** WHAT YOU WILL DO **
Every line of the entries below from the one containing "of the dirt" to the one containing "the car hood", both ends included, must be written out exactly. No other line belongs in the answer.
*** DATASET ENTRIES Section Begins ***
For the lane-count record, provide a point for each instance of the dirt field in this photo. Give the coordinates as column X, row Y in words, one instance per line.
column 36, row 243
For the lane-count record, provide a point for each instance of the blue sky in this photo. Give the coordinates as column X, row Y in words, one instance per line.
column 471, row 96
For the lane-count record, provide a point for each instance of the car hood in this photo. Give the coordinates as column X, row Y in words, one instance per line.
*** DATASET ENTRIES Section Ends ***
*** DATASET ENTRIES Section Begins ***
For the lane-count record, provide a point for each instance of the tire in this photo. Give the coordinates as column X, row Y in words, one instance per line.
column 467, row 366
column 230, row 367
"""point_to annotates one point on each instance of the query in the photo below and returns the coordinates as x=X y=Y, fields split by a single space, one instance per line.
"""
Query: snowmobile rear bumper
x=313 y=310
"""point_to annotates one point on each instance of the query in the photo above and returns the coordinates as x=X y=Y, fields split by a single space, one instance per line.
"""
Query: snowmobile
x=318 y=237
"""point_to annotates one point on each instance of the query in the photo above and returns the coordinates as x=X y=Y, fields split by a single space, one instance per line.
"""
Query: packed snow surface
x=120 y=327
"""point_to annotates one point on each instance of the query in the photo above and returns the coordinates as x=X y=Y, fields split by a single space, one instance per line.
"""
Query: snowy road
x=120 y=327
*** DATASET ENTRIES Section Ends ***
*** DATASET ENTRIES Section Begins ***
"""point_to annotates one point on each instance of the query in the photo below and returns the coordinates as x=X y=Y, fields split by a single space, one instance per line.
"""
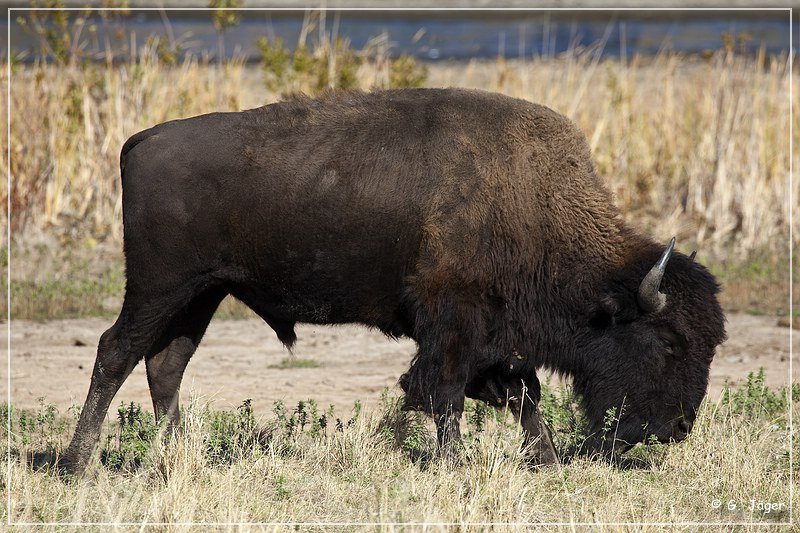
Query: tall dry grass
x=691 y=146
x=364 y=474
*** DATASET ENTRIES Section Ends ***
** SOLUTION BELOW **
For the lane-count record, provide a point for each instance of the dirt field in this photo. Give the coordinates as column X, row Y in words, one instance per line.
column 36, row 243
For the lane-count record, provide a point for each instance of the blue sky in this photo. Give the coordinates as column X, row Y in words, one instance per line.
column 471, row 96
For the lane-count record, provide a point for each instance of the car hood in this photo. Give the coordinates as column X, row Y in words, one instance per line.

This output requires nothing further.